WHAT IS REQUIRED. Using the listing below, extract each line that has the word "bicycle" in it.

THE DATA.
-- Opening Marker --
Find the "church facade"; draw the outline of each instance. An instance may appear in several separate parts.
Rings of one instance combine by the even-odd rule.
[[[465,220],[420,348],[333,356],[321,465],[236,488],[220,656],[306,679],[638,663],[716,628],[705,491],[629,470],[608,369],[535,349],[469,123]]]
-- Closing Marker --
-- Opening Marker --
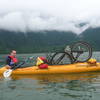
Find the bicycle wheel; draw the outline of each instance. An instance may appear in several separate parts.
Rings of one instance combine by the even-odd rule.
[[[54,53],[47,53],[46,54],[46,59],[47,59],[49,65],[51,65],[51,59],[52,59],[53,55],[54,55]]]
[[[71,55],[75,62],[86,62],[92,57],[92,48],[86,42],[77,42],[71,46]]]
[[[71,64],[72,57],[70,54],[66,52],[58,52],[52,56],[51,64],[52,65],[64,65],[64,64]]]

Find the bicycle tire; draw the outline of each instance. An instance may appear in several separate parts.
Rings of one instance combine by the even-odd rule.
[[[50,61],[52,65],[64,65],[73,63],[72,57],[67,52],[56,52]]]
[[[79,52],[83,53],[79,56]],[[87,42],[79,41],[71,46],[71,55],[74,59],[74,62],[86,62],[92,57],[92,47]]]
-- Closing Marker --
TASK OUTPUT.
Find the bicycle wheel; draw the outline of each instance. An instance may appear in several separate parts.
Find the bicycle tire; draw the outline of each instance. An instance may appear in several separate parts.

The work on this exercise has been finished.